▶
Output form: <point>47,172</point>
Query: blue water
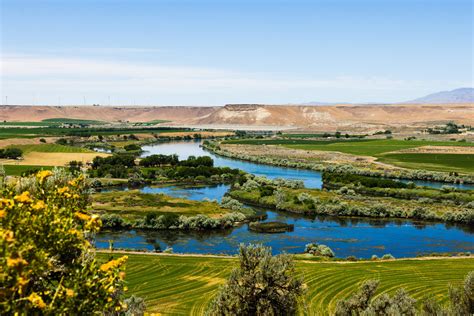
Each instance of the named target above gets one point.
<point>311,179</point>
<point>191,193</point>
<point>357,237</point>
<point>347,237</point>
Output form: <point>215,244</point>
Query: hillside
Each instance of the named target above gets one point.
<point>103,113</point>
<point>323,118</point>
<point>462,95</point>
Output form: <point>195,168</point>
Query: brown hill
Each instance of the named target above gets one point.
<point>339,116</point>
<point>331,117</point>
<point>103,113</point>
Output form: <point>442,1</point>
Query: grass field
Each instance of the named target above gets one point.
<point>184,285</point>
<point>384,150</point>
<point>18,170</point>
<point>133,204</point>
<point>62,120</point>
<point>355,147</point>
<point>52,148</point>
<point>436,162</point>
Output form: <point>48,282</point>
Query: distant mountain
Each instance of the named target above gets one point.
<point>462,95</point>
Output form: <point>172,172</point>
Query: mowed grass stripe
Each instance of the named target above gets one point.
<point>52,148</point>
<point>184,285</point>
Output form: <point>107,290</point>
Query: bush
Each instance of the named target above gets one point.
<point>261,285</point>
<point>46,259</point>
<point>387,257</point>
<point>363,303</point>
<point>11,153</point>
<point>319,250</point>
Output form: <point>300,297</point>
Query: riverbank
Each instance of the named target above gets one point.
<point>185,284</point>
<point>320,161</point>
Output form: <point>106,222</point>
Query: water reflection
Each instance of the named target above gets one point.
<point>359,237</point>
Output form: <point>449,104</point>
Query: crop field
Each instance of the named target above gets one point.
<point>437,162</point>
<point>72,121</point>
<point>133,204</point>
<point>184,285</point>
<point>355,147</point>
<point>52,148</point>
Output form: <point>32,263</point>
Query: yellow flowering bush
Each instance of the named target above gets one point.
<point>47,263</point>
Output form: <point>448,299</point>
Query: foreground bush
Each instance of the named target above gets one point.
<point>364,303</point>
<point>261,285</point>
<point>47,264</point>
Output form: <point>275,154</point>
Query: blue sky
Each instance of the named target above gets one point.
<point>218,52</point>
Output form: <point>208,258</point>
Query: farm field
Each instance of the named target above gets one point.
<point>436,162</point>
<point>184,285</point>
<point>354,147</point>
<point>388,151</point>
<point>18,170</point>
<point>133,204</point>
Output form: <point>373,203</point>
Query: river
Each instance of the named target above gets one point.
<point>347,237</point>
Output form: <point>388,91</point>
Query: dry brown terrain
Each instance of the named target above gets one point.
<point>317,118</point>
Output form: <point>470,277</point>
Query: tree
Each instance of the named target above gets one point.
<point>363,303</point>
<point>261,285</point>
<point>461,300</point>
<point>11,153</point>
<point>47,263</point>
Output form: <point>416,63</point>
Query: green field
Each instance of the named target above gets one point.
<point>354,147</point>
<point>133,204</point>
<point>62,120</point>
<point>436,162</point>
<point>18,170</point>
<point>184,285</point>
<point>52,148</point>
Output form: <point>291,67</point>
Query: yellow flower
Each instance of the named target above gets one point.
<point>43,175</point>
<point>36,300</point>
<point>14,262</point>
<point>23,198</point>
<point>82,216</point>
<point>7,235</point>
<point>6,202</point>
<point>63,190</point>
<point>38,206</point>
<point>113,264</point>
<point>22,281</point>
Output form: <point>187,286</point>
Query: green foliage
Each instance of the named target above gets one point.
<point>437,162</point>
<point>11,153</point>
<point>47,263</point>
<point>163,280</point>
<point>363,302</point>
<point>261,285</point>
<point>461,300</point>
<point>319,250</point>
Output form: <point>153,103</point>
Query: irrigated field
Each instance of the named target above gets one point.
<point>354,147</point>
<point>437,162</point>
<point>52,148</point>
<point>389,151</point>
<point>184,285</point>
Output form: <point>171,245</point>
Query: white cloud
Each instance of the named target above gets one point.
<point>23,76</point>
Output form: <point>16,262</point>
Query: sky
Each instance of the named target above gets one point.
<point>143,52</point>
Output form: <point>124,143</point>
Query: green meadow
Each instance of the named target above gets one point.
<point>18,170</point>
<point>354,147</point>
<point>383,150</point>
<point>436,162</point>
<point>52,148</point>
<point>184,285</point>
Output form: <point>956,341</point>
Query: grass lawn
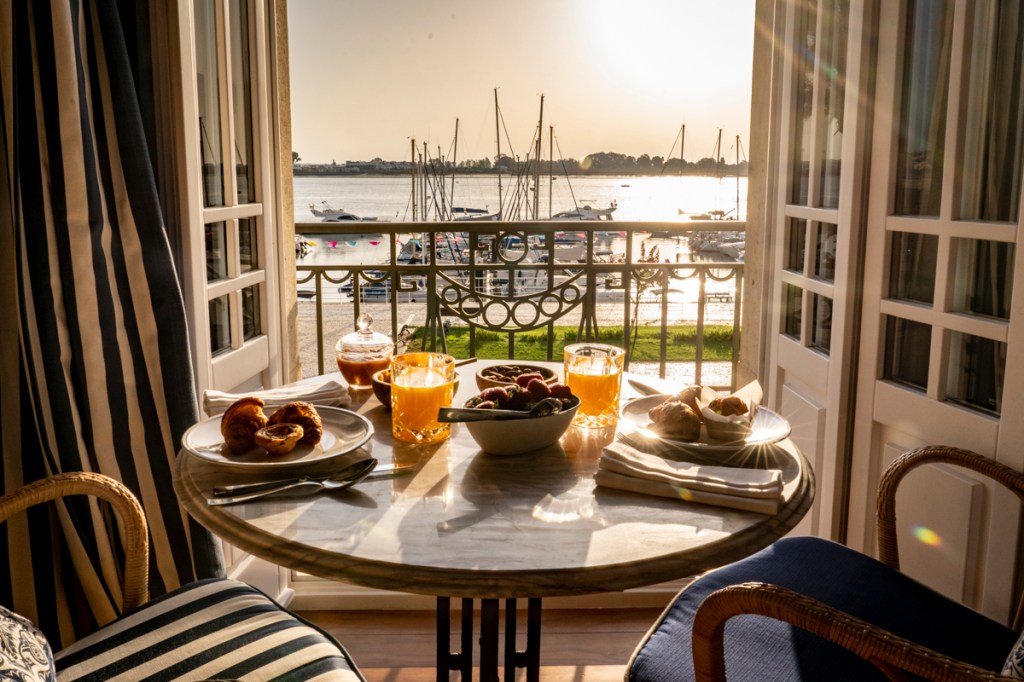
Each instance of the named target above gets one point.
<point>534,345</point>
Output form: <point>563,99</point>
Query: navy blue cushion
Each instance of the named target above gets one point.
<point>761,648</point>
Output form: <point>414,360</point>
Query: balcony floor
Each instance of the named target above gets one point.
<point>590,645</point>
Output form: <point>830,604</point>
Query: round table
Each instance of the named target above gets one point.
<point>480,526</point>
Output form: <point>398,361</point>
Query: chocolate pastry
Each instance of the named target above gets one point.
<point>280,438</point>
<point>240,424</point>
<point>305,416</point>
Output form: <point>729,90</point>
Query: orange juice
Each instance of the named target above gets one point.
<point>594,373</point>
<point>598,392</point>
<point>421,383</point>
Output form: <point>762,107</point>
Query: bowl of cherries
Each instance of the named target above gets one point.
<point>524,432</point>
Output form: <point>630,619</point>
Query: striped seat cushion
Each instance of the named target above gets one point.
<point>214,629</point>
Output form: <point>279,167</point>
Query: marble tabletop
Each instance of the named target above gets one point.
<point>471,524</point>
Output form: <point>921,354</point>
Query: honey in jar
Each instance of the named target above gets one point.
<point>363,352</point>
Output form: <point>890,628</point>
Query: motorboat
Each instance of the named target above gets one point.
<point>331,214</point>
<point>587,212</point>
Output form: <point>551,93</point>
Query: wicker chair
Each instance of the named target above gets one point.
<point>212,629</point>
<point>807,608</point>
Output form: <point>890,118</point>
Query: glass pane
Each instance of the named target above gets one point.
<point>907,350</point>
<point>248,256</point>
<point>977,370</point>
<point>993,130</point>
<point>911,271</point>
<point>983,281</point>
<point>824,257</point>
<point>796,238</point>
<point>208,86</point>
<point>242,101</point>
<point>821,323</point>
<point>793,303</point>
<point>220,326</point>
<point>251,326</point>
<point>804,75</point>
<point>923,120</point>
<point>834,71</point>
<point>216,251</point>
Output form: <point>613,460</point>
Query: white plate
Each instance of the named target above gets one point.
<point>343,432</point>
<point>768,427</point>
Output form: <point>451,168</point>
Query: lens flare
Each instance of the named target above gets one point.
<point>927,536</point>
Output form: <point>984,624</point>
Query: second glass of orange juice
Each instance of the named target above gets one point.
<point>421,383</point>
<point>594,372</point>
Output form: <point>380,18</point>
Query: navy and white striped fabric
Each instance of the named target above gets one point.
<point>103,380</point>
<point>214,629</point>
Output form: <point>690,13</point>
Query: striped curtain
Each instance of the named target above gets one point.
◀
WORK REQUEST
Scan the entries above for the string "brown" and copy each line that contains it.

ANSWER TO THIS TASK
Query: brown hill
Query: dry brown terrain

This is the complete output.